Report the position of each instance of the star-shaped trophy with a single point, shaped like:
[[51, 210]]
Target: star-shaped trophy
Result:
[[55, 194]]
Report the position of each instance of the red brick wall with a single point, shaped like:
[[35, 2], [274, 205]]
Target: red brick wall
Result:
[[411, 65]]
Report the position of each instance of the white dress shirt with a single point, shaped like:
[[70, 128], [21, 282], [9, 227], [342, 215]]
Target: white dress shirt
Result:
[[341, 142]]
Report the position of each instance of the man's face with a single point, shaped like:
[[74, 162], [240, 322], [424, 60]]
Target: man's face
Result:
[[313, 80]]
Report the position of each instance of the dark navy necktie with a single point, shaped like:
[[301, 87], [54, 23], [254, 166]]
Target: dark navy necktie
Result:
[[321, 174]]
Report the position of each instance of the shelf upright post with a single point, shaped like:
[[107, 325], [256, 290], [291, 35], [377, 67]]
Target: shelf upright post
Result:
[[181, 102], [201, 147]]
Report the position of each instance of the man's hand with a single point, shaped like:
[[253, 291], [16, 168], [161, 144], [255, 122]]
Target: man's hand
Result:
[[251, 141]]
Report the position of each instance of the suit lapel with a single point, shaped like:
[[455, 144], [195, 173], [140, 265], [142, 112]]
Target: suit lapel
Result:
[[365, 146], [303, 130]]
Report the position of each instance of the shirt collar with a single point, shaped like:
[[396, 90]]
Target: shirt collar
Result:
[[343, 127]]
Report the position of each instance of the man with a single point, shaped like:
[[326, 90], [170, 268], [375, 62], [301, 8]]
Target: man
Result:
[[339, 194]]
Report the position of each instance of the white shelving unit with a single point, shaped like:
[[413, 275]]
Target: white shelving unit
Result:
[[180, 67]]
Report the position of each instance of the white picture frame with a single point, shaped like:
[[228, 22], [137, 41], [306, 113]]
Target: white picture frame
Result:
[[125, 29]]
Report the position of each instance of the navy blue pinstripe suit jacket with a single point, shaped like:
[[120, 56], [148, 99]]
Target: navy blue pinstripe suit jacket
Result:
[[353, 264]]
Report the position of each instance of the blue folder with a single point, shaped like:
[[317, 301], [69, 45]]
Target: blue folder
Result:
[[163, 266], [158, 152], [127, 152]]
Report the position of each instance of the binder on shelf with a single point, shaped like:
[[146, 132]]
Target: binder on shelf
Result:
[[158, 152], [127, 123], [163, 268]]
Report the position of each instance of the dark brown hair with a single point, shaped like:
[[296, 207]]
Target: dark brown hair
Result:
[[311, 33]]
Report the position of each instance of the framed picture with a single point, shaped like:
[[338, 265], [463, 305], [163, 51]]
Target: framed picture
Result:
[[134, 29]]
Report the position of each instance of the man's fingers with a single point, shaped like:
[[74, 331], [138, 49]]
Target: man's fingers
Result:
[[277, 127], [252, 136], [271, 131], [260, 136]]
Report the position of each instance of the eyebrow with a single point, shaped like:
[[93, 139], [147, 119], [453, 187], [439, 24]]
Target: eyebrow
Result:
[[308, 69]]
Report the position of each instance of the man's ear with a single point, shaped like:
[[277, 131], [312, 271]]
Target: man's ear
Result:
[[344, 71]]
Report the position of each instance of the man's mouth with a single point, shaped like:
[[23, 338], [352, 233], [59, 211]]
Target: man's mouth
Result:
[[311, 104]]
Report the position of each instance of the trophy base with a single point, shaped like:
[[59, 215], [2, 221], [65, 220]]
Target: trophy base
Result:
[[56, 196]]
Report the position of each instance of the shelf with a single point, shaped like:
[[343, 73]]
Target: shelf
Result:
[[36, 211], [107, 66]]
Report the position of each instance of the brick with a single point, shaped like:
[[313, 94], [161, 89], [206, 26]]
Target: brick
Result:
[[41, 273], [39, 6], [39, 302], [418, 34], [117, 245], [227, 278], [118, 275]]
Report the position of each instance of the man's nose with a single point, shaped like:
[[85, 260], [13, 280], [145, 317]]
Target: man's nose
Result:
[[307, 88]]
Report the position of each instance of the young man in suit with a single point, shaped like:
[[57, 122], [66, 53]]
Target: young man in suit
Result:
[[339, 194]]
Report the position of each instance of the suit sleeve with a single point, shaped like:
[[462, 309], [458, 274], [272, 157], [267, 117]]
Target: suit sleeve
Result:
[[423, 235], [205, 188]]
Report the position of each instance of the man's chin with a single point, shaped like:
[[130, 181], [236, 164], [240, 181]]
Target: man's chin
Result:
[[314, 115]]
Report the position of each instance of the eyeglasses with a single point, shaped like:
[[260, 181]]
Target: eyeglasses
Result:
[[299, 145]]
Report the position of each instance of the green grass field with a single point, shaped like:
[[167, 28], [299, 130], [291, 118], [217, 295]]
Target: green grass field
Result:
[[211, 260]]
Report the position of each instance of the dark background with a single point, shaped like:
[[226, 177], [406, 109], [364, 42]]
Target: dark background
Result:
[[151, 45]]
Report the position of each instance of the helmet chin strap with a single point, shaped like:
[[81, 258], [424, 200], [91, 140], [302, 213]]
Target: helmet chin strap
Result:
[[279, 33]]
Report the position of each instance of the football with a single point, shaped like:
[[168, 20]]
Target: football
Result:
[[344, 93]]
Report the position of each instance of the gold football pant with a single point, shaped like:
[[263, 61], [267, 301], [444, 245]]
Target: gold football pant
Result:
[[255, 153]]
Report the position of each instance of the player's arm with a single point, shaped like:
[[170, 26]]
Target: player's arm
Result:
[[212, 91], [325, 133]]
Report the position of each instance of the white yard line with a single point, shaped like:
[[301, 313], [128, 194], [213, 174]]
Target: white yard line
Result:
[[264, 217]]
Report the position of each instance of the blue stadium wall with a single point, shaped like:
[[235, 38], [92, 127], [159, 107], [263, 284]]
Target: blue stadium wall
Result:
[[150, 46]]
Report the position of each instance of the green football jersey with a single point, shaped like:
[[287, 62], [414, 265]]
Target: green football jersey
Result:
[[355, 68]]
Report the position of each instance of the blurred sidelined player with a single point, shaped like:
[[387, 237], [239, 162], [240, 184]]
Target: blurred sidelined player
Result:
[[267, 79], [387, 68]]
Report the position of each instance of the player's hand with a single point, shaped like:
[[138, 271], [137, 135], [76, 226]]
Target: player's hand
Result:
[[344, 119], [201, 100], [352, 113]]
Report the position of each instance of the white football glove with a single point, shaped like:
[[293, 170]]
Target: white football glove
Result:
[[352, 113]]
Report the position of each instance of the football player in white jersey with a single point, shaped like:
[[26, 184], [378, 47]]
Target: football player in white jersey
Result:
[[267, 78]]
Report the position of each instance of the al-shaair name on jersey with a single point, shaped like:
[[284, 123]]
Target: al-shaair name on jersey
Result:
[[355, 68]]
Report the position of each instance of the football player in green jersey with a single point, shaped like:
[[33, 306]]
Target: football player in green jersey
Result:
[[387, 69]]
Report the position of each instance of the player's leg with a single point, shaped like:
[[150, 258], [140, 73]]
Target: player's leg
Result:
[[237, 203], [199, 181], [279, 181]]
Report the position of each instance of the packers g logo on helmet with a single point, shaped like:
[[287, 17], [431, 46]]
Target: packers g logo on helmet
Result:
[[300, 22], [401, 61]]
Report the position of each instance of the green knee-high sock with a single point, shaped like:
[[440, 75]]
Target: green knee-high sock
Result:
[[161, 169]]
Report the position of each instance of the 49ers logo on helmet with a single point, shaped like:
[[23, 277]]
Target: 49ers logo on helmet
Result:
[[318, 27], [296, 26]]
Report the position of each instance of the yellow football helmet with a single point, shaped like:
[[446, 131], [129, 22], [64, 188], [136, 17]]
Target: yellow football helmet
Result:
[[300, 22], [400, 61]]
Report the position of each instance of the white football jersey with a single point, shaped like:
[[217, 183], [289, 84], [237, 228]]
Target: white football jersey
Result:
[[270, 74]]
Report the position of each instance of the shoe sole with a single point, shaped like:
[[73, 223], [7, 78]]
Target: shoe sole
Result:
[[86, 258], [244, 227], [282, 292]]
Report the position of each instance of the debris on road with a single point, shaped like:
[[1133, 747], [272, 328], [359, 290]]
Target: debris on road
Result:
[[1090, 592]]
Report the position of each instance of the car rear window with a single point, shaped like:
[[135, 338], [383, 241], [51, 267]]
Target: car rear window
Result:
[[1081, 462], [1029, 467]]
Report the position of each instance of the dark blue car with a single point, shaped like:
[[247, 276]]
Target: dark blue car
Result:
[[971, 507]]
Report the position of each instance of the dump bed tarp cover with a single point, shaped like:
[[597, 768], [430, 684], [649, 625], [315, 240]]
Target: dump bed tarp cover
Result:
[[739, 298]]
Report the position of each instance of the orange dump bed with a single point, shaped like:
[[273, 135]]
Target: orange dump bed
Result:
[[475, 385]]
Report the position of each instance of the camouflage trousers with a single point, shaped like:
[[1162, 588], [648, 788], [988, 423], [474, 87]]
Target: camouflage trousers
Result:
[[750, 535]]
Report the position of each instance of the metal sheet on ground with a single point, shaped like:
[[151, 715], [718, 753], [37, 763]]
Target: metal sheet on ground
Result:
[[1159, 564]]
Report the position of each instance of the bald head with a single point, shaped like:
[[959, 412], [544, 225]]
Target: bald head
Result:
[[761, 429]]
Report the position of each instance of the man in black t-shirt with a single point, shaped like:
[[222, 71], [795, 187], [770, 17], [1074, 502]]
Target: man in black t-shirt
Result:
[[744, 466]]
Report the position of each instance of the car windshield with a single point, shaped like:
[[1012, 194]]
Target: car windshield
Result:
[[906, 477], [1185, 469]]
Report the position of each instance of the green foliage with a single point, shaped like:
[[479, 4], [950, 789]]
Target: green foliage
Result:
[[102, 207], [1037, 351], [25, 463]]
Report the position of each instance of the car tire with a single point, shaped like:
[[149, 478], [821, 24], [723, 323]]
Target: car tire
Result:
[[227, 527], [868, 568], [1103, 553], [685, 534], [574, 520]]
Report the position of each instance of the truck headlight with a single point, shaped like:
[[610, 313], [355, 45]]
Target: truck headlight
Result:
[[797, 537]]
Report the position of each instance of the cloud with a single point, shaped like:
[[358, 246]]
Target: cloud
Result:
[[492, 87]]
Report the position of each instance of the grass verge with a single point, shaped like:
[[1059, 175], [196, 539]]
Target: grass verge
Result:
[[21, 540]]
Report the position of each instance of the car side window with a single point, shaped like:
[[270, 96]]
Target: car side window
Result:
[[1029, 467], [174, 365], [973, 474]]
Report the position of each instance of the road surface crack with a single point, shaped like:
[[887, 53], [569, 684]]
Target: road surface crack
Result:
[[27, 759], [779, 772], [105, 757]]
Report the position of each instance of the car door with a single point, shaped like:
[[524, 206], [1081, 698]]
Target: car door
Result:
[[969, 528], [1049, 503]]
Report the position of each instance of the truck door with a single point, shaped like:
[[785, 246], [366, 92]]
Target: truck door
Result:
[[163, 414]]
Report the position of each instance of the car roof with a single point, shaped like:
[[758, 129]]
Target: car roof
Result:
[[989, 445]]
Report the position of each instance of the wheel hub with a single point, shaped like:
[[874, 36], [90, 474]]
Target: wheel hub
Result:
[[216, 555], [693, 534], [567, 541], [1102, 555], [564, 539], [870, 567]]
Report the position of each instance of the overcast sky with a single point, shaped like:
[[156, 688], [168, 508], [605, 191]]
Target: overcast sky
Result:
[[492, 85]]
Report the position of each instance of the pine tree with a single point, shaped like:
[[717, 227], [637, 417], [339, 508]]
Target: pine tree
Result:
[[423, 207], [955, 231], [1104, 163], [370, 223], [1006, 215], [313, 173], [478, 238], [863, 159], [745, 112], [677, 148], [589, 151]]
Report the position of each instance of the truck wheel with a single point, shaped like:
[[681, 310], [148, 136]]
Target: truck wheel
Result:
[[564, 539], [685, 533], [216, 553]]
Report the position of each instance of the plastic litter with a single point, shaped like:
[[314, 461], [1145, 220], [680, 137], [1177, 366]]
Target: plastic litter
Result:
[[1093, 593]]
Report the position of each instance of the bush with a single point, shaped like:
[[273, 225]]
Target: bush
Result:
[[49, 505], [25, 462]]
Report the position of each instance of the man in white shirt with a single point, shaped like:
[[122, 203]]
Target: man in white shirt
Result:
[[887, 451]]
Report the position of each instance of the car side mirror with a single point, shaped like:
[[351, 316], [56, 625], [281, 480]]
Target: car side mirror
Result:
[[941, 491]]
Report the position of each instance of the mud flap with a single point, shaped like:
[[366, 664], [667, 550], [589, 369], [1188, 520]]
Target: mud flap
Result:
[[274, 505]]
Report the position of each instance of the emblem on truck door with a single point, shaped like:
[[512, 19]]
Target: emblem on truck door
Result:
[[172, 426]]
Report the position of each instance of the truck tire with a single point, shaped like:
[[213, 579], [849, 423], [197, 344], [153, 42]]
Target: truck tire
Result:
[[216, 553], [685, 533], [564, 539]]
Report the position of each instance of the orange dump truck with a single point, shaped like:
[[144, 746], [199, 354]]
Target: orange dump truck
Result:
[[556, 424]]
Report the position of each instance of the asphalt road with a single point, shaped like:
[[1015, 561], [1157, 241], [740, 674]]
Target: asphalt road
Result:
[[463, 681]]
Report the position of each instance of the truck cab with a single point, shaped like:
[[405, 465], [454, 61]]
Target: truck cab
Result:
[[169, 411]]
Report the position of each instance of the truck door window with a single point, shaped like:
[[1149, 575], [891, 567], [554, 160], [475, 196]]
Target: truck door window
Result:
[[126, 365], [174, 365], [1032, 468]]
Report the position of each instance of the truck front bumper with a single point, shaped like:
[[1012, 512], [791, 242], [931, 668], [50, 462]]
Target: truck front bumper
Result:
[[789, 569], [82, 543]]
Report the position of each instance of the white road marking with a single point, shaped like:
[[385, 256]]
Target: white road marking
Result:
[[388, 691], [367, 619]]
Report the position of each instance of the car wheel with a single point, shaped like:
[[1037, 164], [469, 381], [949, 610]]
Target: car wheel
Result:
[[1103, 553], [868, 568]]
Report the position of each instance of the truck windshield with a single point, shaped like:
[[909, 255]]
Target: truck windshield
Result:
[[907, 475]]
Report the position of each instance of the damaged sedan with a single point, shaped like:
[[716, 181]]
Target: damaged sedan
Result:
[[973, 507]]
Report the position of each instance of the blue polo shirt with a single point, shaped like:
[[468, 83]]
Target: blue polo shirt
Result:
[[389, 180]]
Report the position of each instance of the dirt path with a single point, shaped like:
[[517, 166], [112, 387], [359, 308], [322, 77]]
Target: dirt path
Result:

◇ ◇ ◇ ◇ ◇ ◇ ◇

Job: Rewrite the part of the entries above that opens with the line containing "Report the position of each instance of the car rear" and closes with the line containing "[[1081, 462], [1029, 467]]" as a numbered list, one line per item. Leave out any blank lines.

Worked solution:
1. Report the position of each instance of the car rear window with a single point, shaped like:
2. [[135, 338], [383, 241], [51, 267]]
3. Target: car rear window
4. Result:
5. [[1081, 462], [1029, 467]]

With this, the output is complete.